───── DATA SECTION ─────

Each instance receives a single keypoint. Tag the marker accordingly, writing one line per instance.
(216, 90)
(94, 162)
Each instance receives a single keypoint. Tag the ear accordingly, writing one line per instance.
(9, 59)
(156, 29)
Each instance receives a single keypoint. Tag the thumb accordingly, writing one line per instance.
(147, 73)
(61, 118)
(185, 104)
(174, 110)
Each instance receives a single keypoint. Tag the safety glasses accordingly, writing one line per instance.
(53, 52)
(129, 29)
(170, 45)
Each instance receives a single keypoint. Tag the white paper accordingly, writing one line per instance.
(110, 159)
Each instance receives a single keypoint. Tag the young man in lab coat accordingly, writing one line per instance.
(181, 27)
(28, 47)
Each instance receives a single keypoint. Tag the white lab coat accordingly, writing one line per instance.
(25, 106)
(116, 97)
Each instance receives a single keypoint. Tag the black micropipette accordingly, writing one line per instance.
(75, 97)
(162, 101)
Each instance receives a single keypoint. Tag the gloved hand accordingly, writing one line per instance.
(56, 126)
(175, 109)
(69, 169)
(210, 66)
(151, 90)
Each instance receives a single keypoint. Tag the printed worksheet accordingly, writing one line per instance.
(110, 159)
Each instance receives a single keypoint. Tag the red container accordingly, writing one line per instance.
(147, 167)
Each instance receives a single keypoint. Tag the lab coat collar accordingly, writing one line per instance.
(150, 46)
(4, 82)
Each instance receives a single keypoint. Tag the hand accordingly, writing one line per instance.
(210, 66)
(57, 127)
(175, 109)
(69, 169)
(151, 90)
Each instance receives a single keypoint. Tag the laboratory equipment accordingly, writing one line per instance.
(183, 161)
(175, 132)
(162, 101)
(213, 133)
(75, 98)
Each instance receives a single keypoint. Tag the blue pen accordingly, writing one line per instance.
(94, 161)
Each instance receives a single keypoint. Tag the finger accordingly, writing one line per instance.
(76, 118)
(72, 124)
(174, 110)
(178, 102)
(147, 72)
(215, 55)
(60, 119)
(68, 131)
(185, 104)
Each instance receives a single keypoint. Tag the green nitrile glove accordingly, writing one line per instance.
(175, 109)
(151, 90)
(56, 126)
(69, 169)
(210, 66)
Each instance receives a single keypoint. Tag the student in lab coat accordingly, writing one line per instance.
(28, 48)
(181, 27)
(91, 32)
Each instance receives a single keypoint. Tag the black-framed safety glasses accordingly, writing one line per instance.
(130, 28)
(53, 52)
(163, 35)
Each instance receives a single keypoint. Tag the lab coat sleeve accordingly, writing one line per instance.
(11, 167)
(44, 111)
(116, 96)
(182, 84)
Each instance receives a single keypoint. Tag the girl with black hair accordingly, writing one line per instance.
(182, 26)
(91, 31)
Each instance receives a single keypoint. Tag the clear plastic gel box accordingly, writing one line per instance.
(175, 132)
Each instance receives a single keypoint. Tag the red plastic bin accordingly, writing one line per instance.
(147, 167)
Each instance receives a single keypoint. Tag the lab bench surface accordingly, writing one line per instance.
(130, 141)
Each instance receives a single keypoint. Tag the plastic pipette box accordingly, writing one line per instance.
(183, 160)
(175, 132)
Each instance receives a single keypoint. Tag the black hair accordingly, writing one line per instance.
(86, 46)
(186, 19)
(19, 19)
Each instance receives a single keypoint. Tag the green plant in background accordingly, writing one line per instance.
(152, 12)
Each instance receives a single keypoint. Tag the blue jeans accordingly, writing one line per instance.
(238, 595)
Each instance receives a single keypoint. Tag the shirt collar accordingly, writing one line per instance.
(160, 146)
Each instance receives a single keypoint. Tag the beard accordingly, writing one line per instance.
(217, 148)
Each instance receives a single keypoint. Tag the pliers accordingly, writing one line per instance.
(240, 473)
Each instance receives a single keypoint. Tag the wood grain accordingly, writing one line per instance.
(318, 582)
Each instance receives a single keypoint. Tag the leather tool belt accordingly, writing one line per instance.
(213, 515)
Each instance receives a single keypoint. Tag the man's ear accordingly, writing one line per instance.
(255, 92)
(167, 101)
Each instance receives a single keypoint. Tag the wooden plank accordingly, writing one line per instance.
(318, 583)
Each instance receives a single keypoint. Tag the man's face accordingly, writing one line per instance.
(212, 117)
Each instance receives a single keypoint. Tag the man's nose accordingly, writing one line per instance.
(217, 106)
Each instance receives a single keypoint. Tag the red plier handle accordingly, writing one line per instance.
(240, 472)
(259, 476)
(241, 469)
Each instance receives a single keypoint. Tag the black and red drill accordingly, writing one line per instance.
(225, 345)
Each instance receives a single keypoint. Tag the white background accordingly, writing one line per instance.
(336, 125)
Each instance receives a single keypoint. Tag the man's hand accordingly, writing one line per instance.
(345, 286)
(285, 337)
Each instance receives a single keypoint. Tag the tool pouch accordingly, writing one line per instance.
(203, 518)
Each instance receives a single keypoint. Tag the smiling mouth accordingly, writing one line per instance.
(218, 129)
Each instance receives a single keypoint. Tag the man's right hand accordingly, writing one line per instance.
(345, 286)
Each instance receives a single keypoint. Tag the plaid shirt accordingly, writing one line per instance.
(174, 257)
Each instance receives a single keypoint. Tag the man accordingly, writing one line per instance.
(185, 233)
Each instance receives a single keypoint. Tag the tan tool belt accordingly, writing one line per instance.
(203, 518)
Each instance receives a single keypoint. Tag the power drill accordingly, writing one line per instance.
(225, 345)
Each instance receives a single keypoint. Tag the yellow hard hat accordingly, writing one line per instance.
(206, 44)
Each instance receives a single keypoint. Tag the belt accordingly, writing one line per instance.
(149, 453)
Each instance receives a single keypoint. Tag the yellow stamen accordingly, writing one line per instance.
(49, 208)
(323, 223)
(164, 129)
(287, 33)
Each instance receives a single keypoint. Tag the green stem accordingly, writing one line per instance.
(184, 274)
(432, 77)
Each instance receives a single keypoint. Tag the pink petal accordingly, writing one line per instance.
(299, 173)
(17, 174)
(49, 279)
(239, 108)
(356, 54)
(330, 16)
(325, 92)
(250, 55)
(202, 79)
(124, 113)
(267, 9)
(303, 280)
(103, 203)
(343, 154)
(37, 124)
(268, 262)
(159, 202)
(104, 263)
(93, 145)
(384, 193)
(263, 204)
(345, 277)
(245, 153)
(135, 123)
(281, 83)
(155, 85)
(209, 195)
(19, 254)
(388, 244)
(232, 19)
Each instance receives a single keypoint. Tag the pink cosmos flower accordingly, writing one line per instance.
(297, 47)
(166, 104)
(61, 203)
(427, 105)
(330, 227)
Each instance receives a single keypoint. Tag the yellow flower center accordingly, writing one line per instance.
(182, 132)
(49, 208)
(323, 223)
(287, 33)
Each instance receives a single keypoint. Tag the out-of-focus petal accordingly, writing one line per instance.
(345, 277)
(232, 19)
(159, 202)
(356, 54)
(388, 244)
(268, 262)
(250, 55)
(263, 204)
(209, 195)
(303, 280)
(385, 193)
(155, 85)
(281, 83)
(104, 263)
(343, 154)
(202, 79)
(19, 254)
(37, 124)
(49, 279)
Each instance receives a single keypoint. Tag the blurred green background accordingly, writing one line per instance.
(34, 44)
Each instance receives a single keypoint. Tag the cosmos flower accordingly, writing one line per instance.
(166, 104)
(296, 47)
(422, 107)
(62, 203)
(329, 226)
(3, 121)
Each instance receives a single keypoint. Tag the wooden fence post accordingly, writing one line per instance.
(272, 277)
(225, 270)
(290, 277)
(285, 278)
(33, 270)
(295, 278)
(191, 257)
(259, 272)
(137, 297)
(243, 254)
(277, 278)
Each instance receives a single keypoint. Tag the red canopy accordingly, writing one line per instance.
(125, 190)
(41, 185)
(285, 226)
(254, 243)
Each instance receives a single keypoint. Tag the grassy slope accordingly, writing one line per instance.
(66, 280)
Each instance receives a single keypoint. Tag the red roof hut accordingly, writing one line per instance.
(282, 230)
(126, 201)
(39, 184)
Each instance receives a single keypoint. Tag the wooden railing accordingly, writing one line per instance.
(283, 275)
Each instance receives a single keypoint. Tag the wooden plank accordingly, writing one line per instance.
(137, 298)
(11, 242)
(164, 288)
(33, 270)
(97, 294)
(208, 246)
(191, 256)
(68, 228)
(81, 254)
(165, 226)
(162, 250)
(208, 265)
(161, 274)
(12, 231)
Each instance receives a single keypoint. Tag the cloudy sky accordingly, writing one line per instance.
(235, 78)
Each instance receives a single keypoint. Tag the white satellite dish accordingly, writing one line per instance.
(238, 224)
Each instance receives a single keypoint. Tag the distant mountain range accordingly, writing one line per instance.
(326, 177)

─────
───── DATA SECTION ─────

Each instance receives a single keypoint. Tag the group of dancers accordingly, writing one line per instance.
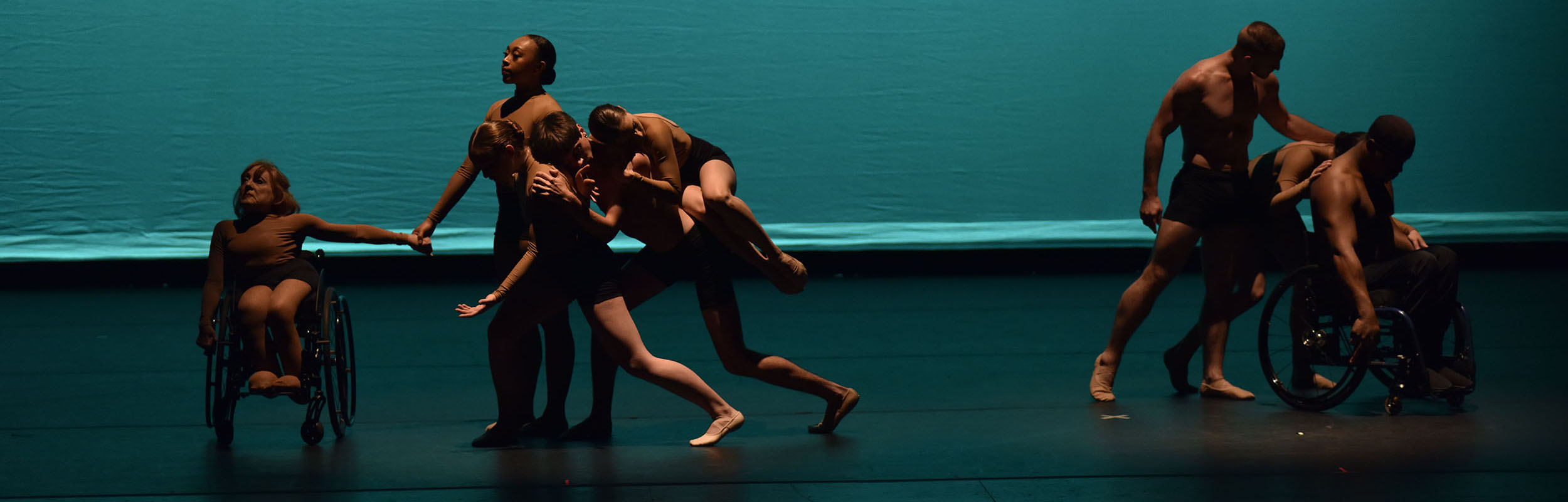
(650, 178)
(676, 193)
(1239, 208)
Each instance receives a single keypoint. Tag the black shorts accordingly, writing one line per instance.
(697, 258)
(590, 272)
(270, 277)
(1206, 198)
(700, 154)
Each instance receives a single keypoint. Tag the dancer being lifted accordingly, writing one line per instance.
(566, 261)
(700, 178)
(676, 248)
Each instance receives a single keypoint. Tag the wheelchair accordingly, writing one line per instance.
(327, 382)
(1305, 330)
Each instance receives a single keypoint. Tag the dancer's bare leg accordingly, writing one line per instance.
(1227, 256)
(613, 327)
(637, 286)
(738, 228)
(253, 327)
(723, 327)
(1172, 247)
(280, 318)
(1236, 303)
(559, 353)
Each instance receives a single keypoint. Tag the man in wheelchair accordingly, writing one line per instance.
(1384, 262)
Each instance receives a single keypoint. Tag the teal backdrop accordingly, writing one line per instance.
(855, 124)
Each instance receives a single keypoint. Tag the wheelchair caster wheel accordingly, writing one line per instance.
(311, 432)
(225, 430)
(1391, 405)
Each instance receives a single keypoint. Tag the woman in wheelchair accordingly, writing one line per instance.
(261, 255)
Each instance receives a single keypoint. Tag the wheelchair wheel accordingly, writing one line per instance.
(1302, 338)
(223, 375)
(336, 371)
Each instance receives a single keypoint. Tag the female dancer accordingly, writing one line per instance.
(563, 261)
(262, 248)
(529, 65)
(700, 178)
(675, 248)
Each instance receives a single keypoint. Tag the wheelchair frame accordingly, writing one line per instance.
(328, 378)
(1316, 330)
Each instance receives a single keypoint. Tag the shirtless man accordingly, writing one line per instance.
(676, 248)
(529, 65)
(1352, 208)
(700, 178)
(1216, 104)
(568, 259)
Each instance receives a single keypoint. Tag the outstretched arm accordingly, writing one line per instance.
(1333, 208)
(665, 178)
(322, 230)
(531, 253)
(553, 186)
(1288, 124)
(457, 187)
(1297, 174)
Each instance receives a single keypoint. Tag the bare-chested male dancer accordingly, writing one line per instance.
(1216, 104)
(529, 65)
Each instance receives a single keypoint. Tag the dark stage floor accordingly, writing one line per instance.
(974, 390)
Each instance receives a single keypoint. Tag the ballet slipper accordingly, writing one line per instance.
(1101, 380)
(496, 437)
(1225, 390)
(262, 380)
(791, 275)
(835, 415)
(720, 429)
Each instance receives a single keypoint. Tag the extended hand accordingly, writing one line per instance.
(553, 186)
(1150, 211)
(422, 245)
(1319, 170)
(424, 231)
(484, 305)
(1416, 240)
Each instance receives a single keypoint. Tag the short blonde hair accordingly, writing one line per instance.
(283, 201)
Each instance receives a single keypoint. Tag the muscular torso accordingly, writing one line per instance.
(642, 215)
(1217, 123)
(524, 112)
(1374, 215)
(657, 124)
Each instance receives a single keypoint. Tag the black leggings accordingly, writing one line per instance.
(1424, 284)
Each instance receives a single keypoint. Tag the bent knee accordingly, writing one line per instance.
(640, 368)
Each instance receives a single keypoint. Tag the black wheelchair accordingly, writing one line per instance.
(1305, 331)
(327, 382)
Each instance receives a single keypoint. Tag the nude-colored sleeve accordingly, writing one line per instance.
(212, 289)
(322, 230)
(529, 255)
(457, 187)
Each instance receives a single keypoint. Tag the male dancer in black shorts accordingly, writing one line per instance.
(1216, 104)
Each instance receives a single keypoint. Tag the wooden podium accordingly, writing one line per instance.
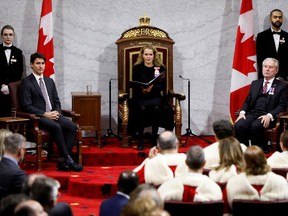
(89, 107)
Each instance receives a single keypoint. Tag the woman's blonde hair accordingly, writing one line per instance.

─────
───── DATA SECTION ─────

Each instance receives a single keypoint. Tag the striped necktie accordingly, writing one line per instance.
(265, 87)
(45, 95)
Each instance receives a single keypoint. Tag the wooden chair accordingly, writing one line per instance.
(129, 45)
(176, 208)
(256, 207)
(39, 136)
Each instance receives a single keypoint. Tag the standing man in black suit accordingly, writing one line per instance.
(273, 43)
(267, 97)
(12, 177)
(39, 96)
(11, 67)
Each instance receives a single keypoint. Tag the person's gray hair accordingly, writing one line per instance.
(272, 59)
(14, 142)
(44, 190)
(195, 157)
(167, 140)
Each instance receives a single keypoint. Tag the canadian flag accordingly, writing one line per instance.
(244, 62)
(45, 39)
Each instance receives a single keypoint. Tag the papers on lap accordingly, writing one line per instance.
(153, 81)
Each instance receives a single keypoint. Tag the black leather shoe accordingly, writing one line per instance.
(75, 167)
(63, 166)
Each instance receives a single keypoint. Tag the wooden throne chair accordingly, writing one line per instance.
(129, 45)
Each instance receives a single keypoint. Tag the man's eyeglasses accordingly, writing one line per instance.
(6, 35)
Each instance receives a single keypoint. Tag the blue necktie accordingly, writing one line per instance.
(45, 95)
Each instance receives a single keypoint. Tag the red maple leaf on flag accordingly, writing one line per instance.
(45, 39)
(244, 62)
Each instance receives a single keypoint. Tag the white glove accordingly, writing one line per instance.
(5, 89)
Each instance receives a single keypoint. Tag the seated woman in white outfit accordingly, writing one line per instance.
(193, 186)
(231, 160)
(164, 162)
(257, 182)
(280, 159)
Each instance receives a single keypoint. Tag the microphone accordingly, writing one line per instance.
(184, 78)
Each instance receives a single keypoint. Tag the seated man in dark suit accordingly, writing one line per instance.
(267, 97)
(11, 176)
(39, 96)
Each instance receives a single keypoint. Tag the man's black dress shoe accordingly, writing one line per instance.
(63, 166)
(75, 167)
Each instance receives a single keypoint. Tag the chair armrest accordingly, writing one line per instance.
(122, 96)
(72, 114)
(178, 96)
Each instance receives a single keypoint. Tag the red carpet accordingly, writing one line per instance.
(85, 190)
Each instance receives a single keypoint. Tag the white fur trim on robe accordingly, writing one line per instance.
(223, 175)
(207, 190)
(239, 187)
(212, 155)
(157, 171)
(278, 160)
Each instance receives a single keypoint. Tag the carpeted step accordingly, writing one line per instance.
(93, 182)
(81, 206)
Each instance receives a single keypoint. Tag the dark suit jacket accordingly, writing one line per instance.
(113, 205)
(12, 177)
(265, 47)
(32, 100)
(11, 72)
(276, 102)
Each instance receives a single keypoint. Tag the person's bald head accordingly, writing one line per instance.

─────

(REQUIRED TASK)
Reproduce the lines from the one containing "Each instance receives a single keypoint. Tag the carpeted" through the one containing "Each instance receives a single keypoint. Tag the person's bald". Replace every "keypoint" with "point" and change nothing else.

(RESPONSE TO THE TASK)
Each instance receives a single point. Tag the carpeted step accordingly, writing one line per instance.
(93, 182)
(81, 206)
Each instance receives a single point. Tag the dark suit jacket accordingly, writing one line per instance.
(113, 205)
(12, 177)
(265, 47)
(32, 100)
(11, 72)
(276, 102)
Each instance receives a single point. Tag the person's bald head accordingly, writing one line per instance.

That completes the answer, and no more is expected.